------ 出典
車名は、1907年から続くイギリス伝統の公道レース「マン島TT」が由来。コース内にある「グースネック(Gooseneck)」と呼ばれるヘアピンコーナーの名前から取ったという。そして、その車名の由来からも分かる通り、このモデルは、コーナーでバツグンな操作性が話題となり、一斉を風靡した。

高剛性の鋼管ダイヤモンドフレームで構成したスリムな車体は、往年のシングルレーサーを彷彿とさせるもの。また、足まわりには、前輪に倒立フロントフォークを採用するなどで、本格的な走りを実現。

加えて、348cc・油冷4サイクル単気筒エンジンは、レッドゾーンを10000回転とし、単気筒としてはかなりの高回転まで回る設定に。最高出力こそ33PSと、当時人気だった250cc・2ストレプリカの40PSに及ばなかったものの、低回転から高回転まで充分なトルクを発生し、扱いやすさも抜群。乾燥重量145kgという軽量な車体と相まって、コーナーでレプリカマシンを抜き去るほどの軽快なハンドリングを実現していた。
------------
------ 与えられた資料
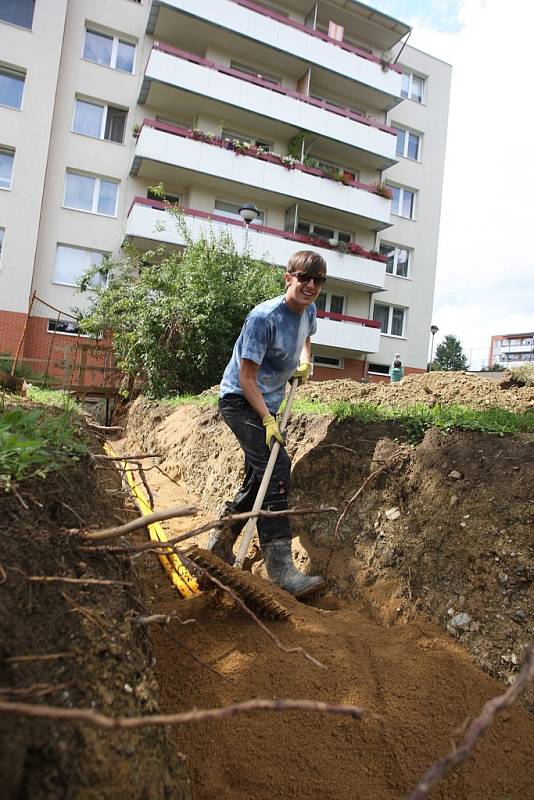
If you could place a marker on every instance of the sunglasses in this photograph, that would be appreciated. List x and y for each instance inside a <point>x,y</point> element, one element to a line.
<point>303,277</point>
------------
演習のねらい
出典の一部を、「高剛性の鋼管ダイヤモンドフレ」から「ハンドリングを実現していた。」まで（「ハンドリングを実現していた。」も含む）、一字も変えずに書き出しなさい。 資料は、出典とは別のところから採られたものである。

解答
高剛性の鋼管ダイヤモンドフレームで構成したスリムな車体は、往年のシングルレーサーを彷彿とさせるもの。また、足まわりには、前輪に倒立フロントフォークを採用するなどで、本格的な走りを実現。

加えて、348cc・油冷4サイクル単気筒エンジンは、レッドゾーンを10000回転とし、単気筒としてはかなりの高回転まで回る設定に。最高出力こそ33PSと、当時人気だった250cc・2ストレプリカの40PSに及ばなかったものの、低回転から高回転まで充分なトルクを発生し、扱いやすさも抜群。乾燥重量145kgという軽量な車体と相まって、コーナーでレプリカマシンを抜き去るほどの軽快なハンドリングを実現していた。